▶ Task objective
The required lines are those that contain "jacket"; pull them out of the data and copy them.

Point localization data
------------------------------
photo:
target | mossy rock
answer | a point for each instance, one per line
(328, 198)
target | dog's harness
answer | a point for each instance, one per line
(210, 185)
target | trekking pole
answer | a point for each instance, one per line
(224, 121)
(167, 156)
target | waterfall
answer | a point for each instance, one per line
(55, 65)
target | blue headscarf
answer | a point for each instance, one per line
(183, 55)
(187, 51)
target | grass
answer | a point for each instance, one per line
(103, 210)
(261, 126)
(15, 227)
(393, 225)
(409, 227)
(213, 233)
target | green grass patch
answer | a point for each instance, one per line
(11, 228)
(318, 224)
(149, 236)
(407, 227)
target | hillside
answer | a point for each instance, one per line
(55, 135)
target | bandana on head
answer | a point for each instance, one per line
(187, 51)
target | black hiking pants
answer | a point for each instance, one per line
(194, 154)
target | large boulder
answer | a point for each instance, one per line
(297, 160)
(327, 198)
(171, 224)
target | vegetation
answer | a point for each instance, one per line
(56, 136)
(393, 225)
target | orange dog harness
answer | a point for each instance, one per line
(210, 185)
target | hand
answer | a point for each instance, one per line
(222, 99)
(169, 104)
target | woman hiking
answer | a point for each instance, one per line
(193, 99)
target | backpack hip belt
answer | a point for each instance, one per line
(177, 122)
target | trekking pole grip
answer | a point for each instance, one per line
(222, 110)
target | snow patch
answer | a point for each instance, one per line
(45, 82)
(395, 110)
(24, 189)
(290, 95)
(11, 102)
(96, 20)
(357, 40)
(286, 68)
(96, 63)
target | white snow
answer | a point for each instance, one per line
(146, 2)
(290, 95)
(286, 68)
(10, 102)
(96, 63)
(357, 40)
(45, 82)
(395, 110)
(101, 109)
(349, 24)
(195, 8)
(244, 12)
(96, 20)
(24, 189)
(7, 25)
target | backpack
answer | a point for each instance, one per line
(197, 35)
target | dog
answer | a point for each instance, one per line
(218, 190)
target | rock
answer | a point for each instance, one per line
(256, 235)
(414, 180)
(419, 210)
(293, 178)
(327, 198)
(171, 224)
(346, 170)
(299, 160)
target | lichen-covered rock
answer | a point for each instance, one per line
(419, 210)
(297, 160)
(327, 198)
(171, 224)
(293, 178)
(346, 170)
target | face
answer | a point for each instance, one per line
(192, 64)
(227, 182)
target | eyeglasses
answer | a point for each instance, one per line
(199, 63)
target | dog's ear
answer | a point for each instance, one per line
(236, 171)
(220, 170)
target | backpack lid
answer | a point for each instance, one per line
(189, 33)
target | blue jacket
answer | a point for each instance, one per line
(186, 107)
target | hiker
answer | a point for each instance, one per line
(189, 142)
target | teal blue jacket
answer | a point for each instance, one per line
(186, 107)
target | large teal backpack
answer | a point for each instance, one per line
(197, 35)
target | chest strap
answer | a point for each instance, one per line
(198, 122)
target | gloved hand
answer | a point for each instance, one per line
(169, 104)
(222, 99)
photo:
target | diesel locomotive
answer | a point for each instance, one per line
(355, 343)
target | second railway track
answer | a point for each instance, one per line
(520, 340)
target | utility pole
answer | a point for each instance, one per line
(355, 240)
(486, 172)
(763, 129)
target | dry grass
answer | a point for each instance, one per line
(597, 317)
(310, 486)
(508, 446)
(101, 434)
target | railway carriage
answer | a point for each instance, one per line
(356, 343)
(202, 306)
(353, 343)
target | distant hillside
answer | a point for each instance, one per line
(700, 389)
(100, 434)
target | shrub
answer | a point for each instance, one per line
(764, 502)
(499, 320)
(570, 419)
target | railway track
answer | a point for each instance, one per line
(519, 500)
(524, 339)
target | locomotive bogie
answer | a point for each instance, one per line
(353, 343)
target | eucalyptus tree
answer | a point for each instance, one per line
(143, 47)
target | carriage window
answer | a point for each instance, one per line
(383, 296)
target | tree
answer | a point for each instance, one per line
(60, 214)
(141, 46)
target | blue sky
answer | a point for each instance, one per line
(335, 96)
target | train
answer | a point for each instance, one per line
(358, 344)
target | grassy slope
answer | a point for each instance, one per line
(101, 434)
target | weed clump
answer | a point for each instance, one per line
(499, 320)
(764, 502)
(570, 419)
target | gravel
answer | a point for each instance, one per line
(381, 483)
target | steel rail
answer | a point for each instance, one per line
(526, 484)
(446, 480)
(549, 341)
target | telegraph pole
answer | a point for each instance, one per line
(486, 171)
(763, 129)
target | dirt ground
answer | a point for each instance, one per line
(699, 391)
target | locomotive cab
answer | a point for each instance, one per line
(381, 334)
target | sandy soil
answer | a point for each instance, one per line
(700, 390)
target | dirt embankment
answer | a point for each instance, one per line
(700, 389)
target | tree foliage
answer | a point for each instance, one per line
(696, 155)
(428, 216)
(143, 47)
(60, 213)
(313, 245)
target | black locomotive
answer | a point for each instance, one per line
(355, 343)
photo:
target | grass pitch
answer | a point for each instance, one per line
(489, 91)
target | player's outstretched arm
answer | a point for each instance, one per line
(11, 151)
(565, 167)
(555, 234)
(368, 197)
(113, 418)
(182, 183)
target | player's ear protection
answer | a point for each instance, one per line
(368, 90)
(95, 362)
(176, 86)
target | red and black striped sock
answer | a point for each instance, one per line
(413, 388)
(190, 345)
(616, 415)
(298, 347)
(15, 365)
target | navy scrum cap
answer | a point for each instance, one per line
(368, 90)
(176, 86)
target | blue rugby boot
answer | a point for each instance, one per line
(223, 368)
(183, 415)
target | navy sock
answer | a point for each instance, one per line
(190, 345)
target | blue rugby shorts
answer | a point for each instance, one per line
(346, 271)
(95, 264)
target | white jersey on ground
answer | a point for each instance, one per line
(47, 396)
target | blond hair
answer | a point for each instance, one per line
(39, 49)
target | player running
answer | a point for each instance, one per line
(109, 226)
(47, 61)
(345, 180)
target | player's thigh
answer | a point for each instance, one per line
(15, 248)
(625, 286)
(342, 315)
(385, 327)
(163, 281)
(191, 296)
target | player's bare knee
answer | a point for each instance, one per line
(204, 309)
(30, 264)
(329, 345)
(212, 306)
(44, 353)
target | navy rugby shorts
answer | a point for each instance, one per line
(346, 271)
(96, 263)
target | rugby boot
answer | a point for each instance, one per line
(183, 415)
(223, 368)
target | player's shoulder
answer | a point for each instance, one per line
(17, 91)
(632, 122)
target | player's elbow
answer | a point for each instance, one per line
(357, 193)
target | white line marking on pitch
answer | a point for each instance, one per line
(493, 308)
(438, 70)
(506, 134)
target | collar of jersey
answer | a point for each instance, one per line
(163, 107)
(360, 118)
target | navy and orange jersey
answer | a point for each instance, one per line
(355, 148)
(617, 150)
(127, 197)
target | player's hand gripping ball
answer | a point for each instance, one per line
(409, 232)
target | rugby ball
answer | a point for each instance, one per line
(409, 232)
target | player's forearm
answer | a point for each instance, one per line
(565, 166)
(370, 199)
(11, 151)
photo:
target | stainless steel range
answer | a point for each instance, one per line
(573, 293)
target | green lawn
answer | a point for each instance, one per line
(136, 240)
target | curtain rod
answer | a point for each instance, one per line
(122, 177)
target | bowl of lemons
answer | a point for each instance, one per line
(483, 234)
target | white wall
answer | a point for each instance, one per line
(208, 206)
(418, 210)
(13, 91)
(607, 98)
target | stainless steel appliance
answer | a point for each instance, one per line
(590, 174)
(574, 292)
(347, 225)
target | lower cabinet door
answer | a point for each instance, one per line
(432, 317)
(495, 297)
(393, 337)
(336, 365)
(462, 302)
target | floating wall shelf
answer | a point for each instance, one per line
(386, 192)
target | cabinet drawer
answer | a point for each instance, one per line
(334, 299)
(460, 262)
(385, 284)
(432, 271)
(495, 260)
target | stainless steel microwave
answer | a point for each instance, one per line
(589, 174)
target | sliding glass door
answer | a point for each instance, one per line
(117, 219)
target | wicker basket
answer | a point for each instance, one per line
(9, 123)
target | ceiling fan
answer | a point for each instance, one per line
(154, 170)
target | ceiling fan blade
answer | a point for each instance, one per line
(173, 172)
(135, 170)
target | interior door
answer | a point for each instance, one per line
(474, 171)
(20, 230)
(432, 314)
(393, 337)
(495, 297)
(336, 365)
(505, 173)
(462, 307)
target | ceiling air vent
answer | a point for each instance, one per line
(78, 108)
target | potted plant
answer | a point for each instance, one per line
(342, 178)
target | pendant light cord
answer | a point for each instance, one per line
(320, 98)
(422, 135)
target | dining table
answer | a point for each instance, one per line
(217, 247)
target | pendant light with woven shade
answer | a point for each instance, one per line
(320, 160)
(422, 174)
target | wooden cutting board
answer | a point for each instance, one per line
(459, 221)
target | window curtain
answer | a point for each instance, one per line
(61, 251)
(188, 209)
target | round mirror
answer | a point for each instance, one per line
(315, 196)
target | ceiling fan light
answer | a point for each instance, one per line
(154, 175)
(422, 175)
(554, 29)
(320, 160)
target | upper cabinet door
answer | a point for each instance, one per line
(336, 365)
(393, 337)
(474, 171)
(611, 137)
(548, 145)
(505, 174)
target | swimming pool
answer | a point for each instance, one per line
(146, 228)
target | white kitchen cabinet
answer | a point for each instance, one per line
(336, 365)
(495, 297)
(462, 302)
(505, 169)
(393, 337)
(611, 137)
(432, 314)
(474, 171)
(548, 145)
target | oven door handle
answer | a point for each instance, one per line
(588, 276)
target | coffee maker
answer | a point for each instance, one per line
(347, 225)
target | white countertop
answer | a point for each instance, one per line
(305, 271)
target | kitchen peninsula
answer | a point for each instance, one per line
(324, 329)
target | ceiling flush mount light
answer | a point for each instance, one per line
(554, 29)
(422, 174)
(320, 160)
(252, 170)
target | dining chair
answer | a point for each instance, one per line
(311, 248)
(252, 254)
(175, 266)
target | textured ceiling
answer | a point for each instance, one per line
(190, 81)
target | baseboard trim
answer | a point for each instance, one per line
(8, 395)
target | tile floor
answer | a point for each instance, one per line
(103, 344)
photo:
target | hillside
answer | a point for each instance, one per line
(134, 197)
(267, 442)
------------------------------
▶ Your response
target | blue jacket
target | teal blue jacket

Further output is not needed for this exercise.